§ **Document segment**:
Written by members (and friends) of the Moore lab (https://github.com/EpistasisLab) and modified by the Ritchie Lab.
- LPC Documentation for the Ritchie Lab
Table of contents generated with markdown-toc
The LPC (Limited Performance Computing) is a shared computing resource with a large number of processing cores upon which different computational tasks can be run. The LPC can be used to run computing processes that require a larger amount of memory that most PCs or laptops have available, as well as to run many processes simultaneously (on separate computing cores) and thus parallelize a large number of computational tasks. Each computing process (e.g., running a machine learning algorithm on a dataset), can be submitted (as a 'job') to an appropriate LPC queue (i.e. a program that manages the running of jobs from different users on cores of the LPC. Each user of the LPC is set up with a home directory within which they can put the code or data they wish to run, and within which job outputs can be saved. In order to use the LPC you will need to learn how to access it, how to navigate to your home directory, basic unix/linux commands, how to set up your 'environment' (so that the software, coding languages, and packages you will need are available to run your job, how to submit a job to a queue, how to manage and monitor your jobs, and best practices for LPC use.
-
Ritchie Lab Wiki - Unix Tutorial (Pennkey required)
- Step 1: Get your PennKey and request LPC account access. If you don't yet have a PennKey, please email [email protected] to request one. Then, you can contact Anastasia to help you request access to the LPC. You will be assigned an account username which will serve as the name of your home directory as well as be used to log onto the LPC.

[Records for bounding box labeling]
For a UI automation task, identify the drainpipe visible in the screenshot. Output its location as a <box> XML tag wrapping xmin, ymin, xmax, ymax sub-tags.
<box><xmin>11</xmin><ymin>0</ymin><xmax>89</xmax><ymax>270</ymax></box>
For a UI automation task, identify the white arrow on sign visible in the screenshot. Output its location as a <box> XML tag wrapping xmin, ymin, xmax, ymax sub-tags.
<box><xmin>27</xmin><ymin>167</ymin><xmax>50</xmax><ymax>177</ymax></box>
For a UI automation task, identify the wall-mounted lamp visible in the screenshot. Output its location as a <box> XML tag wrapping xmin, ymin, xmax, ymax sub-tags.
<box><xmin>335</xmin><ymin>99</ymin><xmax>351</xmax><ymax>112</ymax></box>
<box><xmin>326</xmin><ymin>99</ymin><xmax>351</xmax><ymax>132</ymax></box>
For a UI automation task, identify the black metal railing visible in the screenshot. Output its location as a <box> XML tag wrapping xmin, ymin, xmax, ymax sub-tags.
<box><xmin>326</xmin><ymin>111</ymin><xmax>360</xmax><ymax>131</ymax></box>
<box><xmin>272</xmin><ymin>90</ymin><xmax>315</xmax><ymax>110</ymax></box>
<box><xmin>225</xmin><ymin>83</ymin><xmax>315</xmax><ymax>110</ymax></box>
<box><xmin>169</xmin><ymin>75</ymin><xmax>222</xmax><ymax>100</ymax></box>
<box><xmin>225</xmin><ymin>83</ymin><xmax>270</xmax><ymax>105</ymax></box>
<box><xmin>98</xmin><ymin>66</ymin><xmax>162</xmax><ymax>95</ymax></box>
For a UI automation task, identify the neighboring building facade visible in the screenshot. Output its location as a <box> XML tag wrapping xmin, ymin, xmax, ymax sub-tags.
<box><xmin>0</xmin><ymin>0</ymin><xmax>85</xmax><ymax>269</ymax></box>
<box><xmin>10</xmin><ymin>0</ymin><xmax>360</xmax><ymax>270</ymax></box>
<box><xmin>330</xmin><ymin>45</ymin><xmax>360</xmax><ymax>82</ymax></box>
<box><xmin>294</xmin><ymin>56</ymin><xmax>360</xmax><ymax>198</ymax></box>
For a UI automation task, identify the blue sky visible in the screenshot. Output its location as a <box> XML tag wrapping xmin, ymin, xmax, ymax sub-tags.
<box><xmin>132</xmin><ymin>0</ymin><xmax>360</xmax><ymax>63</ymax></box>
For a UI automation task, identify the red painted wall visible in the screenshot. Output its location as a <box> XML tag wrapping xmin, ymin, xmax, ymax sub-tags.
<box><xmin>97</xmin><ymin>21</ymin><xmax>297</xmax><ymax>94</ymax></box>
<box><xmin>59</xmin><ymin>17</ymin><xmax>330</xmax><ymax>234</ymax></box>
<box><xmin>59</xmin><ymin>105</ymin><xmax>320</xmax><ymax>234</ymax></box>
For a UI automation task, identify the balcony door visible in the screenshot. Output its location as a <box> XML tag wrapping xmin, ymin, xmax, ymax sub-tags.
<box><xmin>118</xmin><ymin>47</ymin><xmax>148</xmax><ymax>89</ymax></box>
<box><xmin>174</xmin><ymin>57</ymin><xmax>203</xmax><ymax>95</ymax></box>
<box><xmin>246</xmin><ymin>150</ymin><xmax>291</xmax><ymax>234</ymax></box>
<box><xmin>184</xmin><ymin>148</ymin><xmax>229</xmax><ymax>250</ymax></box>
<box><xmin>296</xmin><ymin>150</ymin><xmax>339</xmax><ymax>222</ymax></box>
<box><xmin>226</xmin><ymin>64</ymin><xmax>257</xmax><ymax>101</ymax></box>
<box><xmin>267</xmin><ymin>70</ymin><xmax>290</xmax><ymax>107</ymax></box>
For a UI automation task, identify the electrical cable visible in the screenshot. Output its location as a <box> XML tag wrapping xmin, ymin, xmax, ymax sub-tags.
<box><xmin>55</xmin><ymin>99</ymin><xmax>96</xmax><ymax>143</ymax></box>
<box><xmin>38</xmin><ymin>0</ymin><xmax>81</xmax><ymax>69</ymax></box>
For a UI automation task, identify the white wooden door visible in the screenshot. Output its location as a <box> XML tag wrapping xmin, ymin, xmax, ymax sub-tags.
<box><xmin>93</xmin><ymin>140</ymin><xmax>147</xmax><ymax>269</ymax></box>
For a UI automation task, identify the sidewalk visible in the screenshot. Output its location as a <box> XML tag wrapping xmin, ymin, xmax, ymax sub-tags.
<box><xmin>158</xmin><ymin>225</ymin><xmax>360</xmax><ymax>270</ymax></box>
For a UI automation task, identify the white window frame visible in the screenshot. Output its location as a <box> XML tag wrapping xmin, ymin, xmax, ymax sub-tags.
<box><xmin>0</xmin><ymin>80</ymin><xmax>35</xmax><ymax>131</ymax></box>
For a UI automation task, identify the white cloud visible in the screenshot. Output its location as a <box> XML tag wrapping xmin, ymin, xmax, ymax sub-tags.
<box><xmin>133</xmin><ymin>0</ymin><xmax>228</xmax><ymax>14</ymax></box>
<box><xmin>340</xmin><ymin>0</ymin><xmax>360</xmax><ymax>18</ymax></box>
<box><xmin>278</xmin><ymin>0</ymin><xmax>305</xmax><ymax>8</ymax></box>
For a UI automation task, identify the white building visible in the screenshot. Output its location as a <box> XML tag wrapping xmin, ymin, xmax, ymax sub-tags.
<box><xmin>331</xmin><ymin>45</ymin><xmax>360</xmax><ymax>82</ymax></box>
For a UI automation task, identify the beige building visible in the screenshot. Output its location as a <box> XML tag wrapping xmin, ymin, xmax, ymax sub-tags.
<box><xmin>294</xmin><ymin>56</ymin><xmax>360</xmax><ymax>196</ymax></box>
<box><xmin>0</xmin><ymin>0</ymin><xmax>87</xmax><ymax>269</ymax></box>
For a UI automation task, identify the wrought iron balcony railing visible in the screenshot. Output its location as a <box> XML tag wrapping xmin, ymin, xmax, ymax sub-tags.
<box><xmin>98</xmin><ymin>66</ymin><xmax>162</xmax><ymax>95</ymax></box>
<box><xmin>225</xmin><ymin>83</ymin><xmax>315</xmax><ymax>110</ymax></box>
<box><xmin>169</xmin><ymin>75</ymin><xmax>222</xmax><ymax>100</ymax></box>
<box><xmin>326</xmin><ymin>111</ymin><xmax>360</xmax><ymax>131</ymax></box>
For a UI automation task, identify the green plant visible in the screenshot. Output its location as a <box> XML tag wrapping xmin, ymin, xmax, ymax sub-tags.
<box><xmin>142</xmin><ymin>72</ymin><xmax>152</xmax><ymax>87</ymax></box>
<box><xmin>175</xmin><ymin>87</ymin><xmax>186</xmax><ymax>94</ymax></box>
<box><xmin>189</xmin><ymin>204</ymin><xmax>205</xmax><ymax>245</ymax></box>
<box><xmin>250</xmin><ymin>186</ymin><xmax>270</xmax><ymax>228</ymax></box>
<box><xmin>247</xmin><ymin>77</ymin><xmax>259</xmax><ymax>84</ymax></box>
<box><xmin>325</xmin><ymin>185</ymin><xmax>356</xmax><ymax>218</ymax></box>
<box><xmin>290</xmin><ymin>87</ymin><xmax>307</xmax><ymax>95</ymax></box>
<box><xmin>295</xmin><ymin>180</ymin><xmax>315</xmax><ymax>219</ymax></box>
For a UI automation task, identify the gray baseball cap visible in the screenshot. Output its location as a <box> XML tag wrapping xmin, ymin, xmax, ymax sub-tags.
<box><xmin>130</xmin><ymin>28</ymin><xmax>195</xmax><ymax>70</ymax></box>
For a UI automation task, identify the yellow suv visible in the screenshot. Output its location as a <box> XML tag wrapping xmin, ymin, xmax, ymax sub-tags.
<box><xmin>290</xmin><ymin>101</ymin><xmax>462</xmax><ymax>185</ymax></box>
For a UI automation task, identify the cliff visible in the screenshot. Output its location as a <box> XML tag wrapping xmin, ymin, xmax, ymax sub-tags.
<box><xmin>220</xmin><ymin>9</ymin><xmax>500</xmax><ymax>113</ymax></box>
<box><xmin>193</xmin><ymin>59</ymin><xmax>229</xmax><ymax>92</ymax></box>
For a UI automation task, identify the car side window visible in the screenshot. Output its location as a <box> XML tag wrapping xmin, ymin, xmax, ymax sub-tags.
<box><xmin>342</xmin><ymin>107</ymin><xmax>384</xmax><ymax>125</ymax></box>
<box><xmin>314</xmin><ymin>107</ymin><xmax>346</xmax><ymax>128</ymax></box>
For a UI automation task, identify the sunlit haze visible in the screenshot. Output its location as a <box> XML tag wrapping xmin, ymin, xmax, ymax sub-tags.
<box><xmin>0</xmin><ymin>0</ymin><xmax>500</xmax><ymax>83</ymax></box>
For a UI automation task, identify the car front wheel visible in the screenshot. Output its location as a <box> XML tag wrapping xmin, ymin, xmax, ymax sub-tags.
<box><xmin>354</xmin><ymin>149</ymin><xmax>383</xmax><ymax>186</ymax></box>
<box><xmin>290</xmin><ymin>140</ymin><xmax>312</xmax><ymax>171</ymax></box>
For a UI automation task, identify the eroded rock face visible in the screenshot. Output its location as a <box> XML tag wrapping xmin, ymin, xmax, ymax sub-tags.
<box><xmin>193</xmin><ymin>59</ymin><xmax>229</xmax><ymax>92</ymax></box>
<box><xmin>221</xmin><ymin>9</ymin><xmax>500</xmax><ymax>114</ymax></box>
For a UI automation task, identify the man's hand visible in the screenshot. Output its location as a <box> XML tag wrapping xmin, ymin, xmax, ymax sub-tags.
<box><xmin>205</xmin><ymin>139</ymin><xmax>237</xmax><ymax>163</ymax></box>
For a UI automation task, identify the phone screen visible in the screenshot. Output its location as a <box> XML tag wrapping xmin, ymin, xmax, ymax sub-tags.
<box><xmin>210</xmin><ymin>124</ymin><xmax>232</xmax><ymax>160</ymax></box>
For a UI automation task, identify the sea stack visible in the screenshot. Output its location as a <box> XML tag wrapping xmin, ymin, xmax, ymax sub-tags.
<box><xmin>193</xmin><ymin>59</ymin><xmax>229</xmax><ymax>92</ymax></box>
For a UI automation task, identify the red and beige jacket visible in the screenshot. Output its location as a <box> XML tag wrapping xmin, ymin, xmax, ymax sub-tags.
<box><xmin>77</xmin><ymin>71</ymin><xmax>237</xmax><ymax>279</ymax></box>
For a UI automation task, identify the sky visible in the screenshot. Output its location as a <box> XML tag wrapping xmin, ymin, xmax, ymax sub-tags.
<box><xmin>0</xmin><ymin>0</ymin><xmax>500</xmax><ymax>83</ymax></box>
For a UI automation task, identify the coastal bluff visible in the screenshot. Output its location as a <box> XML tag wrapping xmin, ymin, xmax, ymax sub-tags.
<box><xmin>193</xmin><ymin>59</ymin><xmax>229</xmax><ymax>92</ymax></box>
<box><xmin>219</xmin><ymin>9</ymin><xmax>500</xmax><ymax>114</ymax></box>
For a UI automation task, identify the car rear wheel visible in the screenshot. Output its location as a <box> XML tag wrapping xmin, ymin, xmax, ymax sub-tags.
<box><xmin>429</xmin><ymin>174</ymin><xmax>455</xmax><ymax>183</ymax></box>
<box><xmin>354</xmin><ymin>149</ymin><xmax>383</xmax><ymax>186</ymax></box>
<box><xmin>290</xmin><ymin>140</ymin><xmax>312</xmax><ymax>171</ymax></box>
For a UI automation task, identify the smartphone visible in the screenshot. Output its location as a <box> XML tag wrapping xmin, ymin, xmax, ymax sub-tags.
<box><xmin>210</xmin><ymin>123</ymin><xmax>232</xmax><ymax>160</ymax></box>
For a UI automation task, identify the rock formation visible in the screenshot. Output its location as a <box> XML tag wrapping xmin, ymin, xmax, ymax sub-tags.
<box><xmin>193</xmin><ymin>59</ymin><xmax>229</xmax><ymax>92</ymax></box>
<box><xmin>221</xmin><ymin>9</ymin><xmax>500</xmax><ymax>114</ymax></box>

§ **Exercises to complete**:
**a)** Output the passage of the LPC guide from "- Step 1: Get" to "onto the LPC.", reproducing it word for word.
**b)** List everything the LPC guide says a user must learn in order to use the LPC.
The records play no part in this work.

§ **Final answers**:
**a)**
- Step 1: Get your PennKey and request LPC account access. If you don't yet have a PennKey, please email [email protected] to request one. Then, you can contact Anastasia to help you request access to the LPC. You will be assigned an account username which will serve as the name of your home directory as well as be used to log onto the LPC.

**b)**
- How to access it
- How to navigate to your home directory
- Basic unix/linux commands
- How to set up your 'environment'
- How to submit a job to a queue
- How to manage and monitor your jobs
- Best practices for LPC use